What needs to be done
Starting at the first line of the listing below, retype each line up to and including the one that contains "95L488 70L396 144L386". Leave pictures out.

Data to process section start

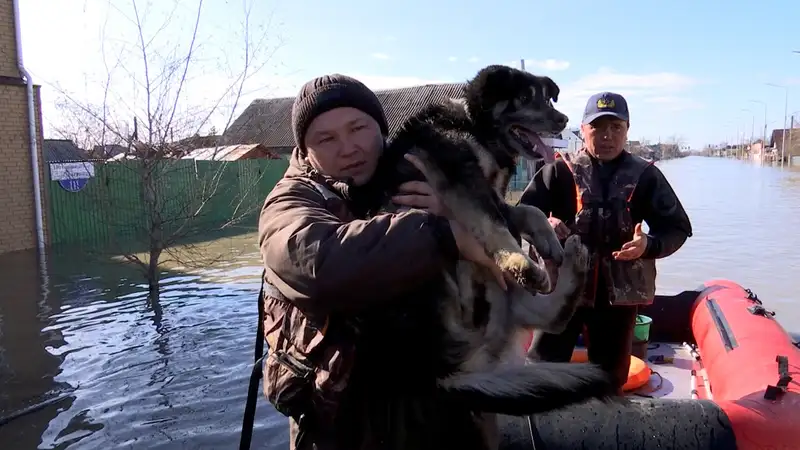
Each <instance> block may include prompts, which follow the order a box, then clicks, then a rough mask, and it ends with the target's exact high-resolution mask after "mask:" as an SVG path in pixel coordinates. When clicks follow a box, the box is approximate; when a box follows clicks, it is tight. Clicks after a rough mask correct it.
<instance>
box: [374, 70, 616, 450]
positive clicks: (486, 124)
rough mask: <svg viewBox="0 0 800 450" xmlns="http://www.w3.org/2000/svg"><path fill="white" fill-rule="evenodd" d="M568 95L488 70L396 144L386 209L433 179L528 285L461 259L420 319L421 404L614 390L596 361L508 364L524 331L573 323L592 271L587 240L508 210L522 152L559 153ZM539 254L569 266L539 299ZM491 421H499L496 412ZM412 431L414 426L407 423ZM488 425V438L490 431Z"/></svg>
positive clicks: (381, 170) (479, 237)
mask: <svg viewBox="0 0 800 450" xmlns="http://www.w3.org/2000/svg"><path fill="white" fill-rule="evenodd" d="M558 94H559V88H558V86H557V85H556V84H555V82H553V80H551V79H550V78H548V77H540V76H535V75H532V74H530V73H528V72H524V71H520V70H516V69H513V68H510V67H505V66H498V65H495V66H489V67H486V68H484V69H482V70H481V71H480V72H478V74H477V75H476V76H475V77H474V78H473V79H472V80H470V81H469V82H468V83H467V84H466V87H465V89H464V96H463V98H462V99H454V100H452V101H447V102H444V103H441V104H432V105H429V106H428V107H426V108H424V109H423V110H421V111H420V112H419V113H417V114H414V115H413V116H412V117H410V118H409V119H408V120H407V121H405V123H404V124H403V125H402V126H401V128H400V129H399V130H398V132H397V133H395V135H394V136H393V137H392V139H391V141H390V142H389V143H388V145H387V147H386V150H385V154H384V155H383V157H382V161H381V164H380V165H379V167H378V171H377V173H376V175H375V177H374V178H373V179H374V180H375V181H374V182H372V186H371V188H372V189H377V190H379V191H380V192H381V193H382V194H383V198H384V201H383V202H382V204H384V205H387V206H386V209H385V210H391V209H392V207H391V206H389V205H391V201H390V197H391V196H392V195H394V194H396V193H397V190H398V187H399V186H400V184H402V183H404V182H407V181H412V180H420V181H428V182H429V183H430V184H431V186H432V187H433V189H434V190H435V191H436V192H437V194H438V195H439V197H440V198H441V200H442V201H443V203H444V204H445V205H446V207H448V208H449V210H450V211H452V213H453V215H454V216H455V218H456V220H458V221H459V222H460V223H461V224H463V225H464V226H465V227H466V228H467V229H468V230H469V231H470V232H471V233H473V235H474V236H475V237H476V238H477V240H478V241H479V242H480V243H481V244H483V246H484V247H485V249H486V251H487V253H488V254H489V255H490V256H492V257H493V258H494V259H495V261H496V262H497V263H498V265H499V266H500V268H501V269H503V270H504V271H505V272H506V273H508V274H509V275H511V276H512V277H513V278H514V279H515V280H516V281H517V283H518V285H513V284H512V285H511V286H509V290H508V291H507V292H506V291H503V290H502V289H501V288H500V287H499V286H498V285H497V283H496V281H495V280H494V278H493V277H491V276H490V274H488V273H486V271H485V270H484V269H483V268H482V267H478V266H476V265H474V264H472V263H470V262H467V261H458V262H457V264H456V267H453V268H452V270H447V271H446V272H445V273H444V274H443V277H442V283H443V289H442V292H443V295H442V298H441V301H440V302H438V304H437V305H436V309H435V311H436V312H435V314H436V315H437V317H436V320H431V321H428V322H426V323H424V324H420V327H421V329H420V332H421V333H423V334H424V335H426V336H430V339H429V341H427V342H425V348H424V349H415V352H417V356H418V357H419V358H420V360H422V361H426V362H427V365H426V366H425V367H420V368H419V370H420V371H424V373H422V374H419V373H418V374H417V375H416V376H415V378H416V382H417V383H420V384H426V385H427V386H428V389H429V390H428V393H429V394H430V395H428V396H425V395H420V398H418V399H417V401H418V402H420V405H417V406H415V407H414V408H419V410H420V411H422V410H427V409H430V408H431V407H433V409H434V410H439V411H441V410H442V408H444V409H445V410H446V409H447V408H446V407H445V406H443V405H459V406H458V407H456V406H453V408H455V409H451V410H450V411H451V412H452V414H453V417H455V416H457V415H458V413H457V412H455V411H458V410H459V408H461V410H469V411H473V412H474V413H475V414H480V413H501V414H512V415H527V414H534V413H539V412H543V411H547V410H551V409H556V408H560V407H563V406H566V405H569V404H572V403H576V402H582V401H584V400H587V399H590V398H607V397H609V396H611V395H613V394H614V390H613V389H612V387H611V382H610V380H609V378H608V376H607V375H606V373H605V372H604V371H602V370H601V369H600V368H599V367H596V366H594V365H590V364H559V363H535V364H528V365H522V364H519V365H517V364H502V362H503V360H504V359H505V357H506V355H507V354H508V352H509V351H514V346H518V345H519V343H518V342H519V341H518V339H517V338H516V337H517V336H518V333H519V332H520V331H521V330H524V329H531V328H537V329H543V330H546V331H549V332H560V331H562V330H563V329H564V327H565V326H566V324H567V322H568V321H569V320H570V318H571V317H572V315H573V314H574V312H575V309H576V307H577V305H578V303H579V301H580V296H581V293H582V289H583V285H584V282H585V278H586V275H587V271H588V263H589V257H588V251H587V249H586V248H585V247H584V246H583V245H582V244H581V242H580V239H579V238H578V237H577V236H573V237H570V238H569V239H568V240H567V241H566V243H565V245H564V247H563V248H562V247H561V245H560V244H559V241H558V239H557V237H556V235H555V233H554V231H553V229H552V227H551V226H550V225H549V223H548V220H547V217H546V216H545V215H544V214H543V213H542V212H541V211H540V210H538V209H536V208H533V207H529V206H510V205H508V204H507V203H506V202H505V200H504V196H505V194H506V190H507V187H508V184H509V181H510V179H511V177H512V176H513V174H514V172H515V168H516V161H517V159H518V157H519V156H522V157H526V158H531V159H535V158H542V157H544V155H546V154H547V153H548V152H552V150H551V149H549V148H548V147H547V146H546V145H545V144H544V142H543V140H542V138H543V137H547V136H550V135H554V134H557V133H560V132H561V131H562V130H563V129H564V127H565V126H566V123H567V117H566V116H565V115H564V114H562V113H561V112H559V111H558V110H556V109H555V108H554V106H553V101H557V98H558ZM406 154H413V155H415V156H416V157H417V158H418V159H419V160H420V161H421V162H422V165H423V166H424V170H423V171H422V172H424V173H420V170H418V169H417V168H416V167H415V166H414V165H413V164H411V163H410V162H408V161H406V160H405V155H406ZM550 155H552V153H550ZM512 231H513V233H512ZM515 234H517V235H519V236H521V237H523V238H524V239H525V240H527V241H528V242H530V243H531V244H532V246H533V247H534V248H535V250H536V251H537V253H538V254H539V255H540V258H539V259H540V261H533V260H532V259H531V258H530V257H529V256H528V255H526V253H525V252H524V251H523V249H522V248H521V246H520V244H519V240H518V238H517V237H515ZM541 257H545V258H550V259H553V260H554V261H556V262H557V263H560V268H559V273H558V282H557V284H556V286H555V288H554V289H553V291H552V292H551V293H549V294H541V292H546V291H548V290H550V282H549V279H548V276H547V272H546V271H545V269H544V267H543V265H542V264H541ZM486 312H488V314H487V313H486ZM487 316H488V317H487ZM426 327H436V328H437V329H436V330H427V329H425V328H426ZM399 363H400V362H399ZM402 363H403V364H405V363H406V362H402ZM415 370H416V369H415ZM425 377H428V378H427V380H428V381H429V382H430V384H427V382H426V381H425V380H426V378H425ZM422 389H423V390H424V388H422ZM431 402H439V403H438V406H432V404H430V403H431ZM426 403H427V406H424V405H425V404H426ZM406 407H407V408H408V406H406ZM387 408H388V409H391V406H388V405H387ZM398 414H400V413H398ZM442 414H444V413H442ZM473 419H474V417H473ZM464 420H467V419H466V418H465V419H464ZM487 420H488V422H485V425H486V427H489V428H491V427H492V426H493V423H494V418H493V416H492V417H491V418H489V419H487ZM434 424H436V425H434ZM404 426H405V427H411V426H412V425H411V423H410V422H408V421H407V420H404ZM494 426H496V424H494ZM415 427H417V428H416V429H415V430H413V431H412V429H411V428H409V429H408V431H407V432H405V435H406V437H409V436H410V433H413V434H419V433H433V434H434V435H437V436H439V437H440V438H441V440H439V441H437V442H440V443H441V442H445V441H444V439H445V437H448V438H452V436H454V434H455V435H458V434H459V433H466V432H467V430H468V429H469V425H467V424H466V422H463V421H462V422H459V421H458V420H456V419H448V420H442V419H441V418H438V419H436V420H434V418H433V417H430V418H428V419H422V418H420V421H418V423H416V425H415ZM473 428H474V427H473ZM484 431H485V432H484V433H483V435H484V436H485V435H486V433H491V430H484ZM472 441H474V440H472ZM480 441H481V442H474V443H473V444H472V445H470V444H469V443H468V442H460V443H459V445H460V446H461V447H458V448H475V449H486V448H491V444H490V443H489V441H486V440H480ZM417 445H420V444H419V443H418V444H417ZM464 446H466V447H464ZM387 448H406V447H403V446H402V445H400V444H396V445H395V446H392V445H389V446H388V447H387ZM454 448H455V447H454Z"/></svg>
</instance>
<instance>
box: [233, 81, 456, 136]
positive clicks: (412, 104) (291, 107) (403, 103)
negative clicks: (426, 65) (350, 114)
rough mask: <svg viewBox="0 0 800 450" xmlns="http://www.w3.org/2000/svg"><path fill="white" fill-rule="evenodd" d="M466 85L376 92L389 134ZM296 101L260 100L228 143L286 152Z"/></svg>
mask: <svg viewBox="0 0 800 450" xmlns="http://www.w3.org/2000/svg"><path fill="white" fill-rule="evenodd" d="M463 88H464V83H446V84H428V85H424V86H413V87H405V88H398V89H386V90H376V91H375V94H376V95H377V96H378V99H379V100H380V101H381V103H382V104H383V108H384V111H385V112H386V120H387V121H388V122H389V133H390V134H393V133H394V132H395V131H396V130H397V128H398V127H399V126H400V124H401V123H402V121H403V120H405V119H406V118H407V117H408V116H409V115H411V114H413V113H414V112H416V111H418V110H419V109H421V108H423V107H425V106H426V105H428V104H430V103H433V102H441V101H445V100H447V99H449V98H458V97H461V95H462V91H463ZM293 102H294V97H284V98H271V99H258V100H255V101H253V102H252V103H251V104H250V105H249V106H248V107H247V108H246V109H245V110H244V112H242V114H241V115H240V116H239V117H238V118H236V120H235V121H234V122H233V123H232V124H231V125H230V126H229V127H228V129H227V130H225V137H226V142H229V143H233V142H235V143H237V144H263V145H264V146H267V147H271V148H273V149H274V148H279V149H280V150H279V151H282V152H285V151H287V150H291V148H292V147H294V137H293V135H292V129H291V123H292V119H291V113H292V103H293Z"/></svg>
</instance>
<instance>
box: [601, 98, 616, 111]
mask: <svg viewBox="0 0 800 450" xmlns="http://www.w3.org/2000/svg"><path fill="white" fill-rule="evenodd" d="M597 107H598V108H599V109H608V108H615V107H616V104H615V103H614V99H610V100H608V99H605V98H599V99H597Z"/></svg>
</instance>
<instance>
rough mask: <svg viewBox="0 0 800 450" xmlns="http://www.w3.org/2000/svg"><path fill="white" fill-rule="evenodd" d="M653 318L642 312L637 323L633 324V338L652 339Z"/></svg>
mask: <svg viewBox="0 0 800 450" xmlns="http://www.w3.org/2000/svg"><path fill="white" fill-rule="evenodd" d="M652 323H653V319H651V318H649V317H647V316H643V315H641V314H639V315H637V316H636V324H635V325H634V326H633V340H634V341H639V342H642V341H644V342H647V341H649V340H650V324H652Z"/></svg>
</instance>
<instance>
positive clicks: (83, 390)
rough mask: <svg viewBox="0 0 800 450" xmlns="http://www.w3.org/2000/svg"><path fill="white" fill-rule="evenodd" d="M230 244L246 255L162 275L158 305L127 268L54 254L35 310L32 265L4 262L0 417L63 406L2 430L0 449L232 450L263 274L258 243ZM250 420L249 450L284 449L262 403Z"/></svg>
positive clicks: (284, 431) (237, 441)
mask: <svg viewBox="0 0 800 450" xmlns="http://www.w3.org/2000/svg"><path fill="white" fill-rule="evenodd" d="M236 241H238V242H234V243H233V245H238V246H240V247H246V248H248V250H250V251H249V253H248V254H245V255H242V256H238V257H236V258H235V259H234V260H233V261H231V262H229V263H227V264H218V265H217V266H216V267H214V268H213V269H209V270H204V271H197V272H193V273H190V274H183V273H168V274H166V275H165V277H164V280H163V283H162V293H161V296H160V298H159V299H157V300H155V301H152V300H150V299H148V296H147V286H146V284H144V283H142V281H141V280H140V279H139V278H138V276H137V273H136V272H133V271H132V269H130V268H129V267H126V266H122V265H118V264H103V265H100V264H97V263H95V264H91V263H89V262H88V261H86V262H82V263H76V262H75V261H74V260H70V258H69V257H67V256H65V255H55V256H53V257H52V258H51V259H52V261H51V278H50V281H51V283H52V285H51V286H50V292H51V295H50V298H49V299H48V300H47V302H46V305H37V304H36V299H37V297H38V295H37V293H36V291H35V287H36V286H37V280H35V277H36V272H35V271H34V270H33V269H34V268H35V260H34V258H32V257H29V256H28V255H24V254H23V255H19V254H17V255H13V258H11V257H9V258H6V256H4V258H5V260H3V262H2V263H0V264H2V266H0V271H1V272H2V273H3V275H0V278H2V281H3V292H4V295H3V299H2V302H0V320H2V337H0V349H2V359H1V361H2V365H0V367H2V369H0V370H1V371H0V374H2V379H0V382H2V389H0V392H2V397H0V398H1V399H2V400H1V401H2V403H0V416H6V415H7V414H9V413H11V412H12V411H17V410H19V409H21V408H24V407H26V406H29V405H31V404H35V403H37V402H41V401H43V400H47V399H49V398H59V395H61V396H63V399H61V400H60V401H58V402H56V403H55V404H52V405H50V406H47V407H45V408H43V409H41V410H38V411H36V412H34V413H31V414H29V415H26V416H24V417H22V418H19V419H16V420H14V421H13V422H12V424H13V425H7V426H3V427H0V448H14V449H28V448H37V446H38V448H81V449H95V448H96V449H107V448H117V447H119V448H148V449H150V448H152V449H158V448H192V449H196V448H214V449H219V448H231V447H232V446H234V445H235V443H236V442H238V435H239V429H240V427H241V419H242V412H243V409H244V401H245V396H246V393H247V381H248V377H249V374H250V368H251V361H252V346H253V338H254V334H255V326H256V321H255V311H256V303H255V301H256V296H257V294H258V288H259V285H258V276H259V274H260V270H259V268H258V265H257V264H258V259H257V254H256V252H255V248H254V246H253V243H254V242H255V236H253V235H248V236H242V237H240V238H238V239H236ZM25 265H27V267H25ZM7 268H12V269H13V268H17V271H16V272H12V273H10V274H9V273H7V272H6V270H7ZM89 273H91V274H92V275H91V276H89V275H85V274H89ZM23 274H30V275H29V276H28V277H27V279H23V278H24V277H23V276H22V275H23ZM32 278H34V279H32ZM9 290H10V291H11V292H13V293H14V295H12V298H8V297H7V296H6V292H8V291H9ZM43 306H46V308H44V307H43ZM46 309H49V310H50V312H47V311H46ZM257 414H258V419H259V420H258V422H257V429H256V433H257V434H256V437H258V438H259V439H260V440H261V441H260V442H259V441H255V444H254V446H253V447H254V448H278V447H280V448H285V446H286V441H287V433H286V427H285V420H283V419H282V417H281V416H277V415H275V414H274V413H273V412H272V411H271V410H270V408H269V406H268V405H267V403H266V402H260V403H259V410H258V412H257ZM264 428H266V429H268V430H269V431H262V430H263V429H264ZM9 444H13V446H9Z"/></svg>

Data to process section end

Response area
Each <instance> block may include prompts, which follow the order a box, then clicks, then a rough mask, and it ends with the target's exact high-resolution mask after "mask:" as an SVG path in pixel coordinates. When clicks follow a box, the box is approximate; when a box follows clicks, it is tight. Clicks after a rough mask correct it.
<instance>
box: [374, 70, 616, 450]
positive clicks: (486, 124)
rough mask: <svg viewBox="0 0 800 450" xmlns="http://www.w3.org/2000/svg"><path fill="white" fill-rule="evenodd" d="M568 95L488 70L396 144L386 209L433 179L528 285L461 259L420 319L421 404L614 390L596 361L508 364L524 331L573 323L592 271L587 240L508 210L522 152L559 153ZM539 254L569 266L539 299ZM491 421H499L496 412ZM412 431L414 426L407 423ZM488 425V438L490 431Z"/></svg>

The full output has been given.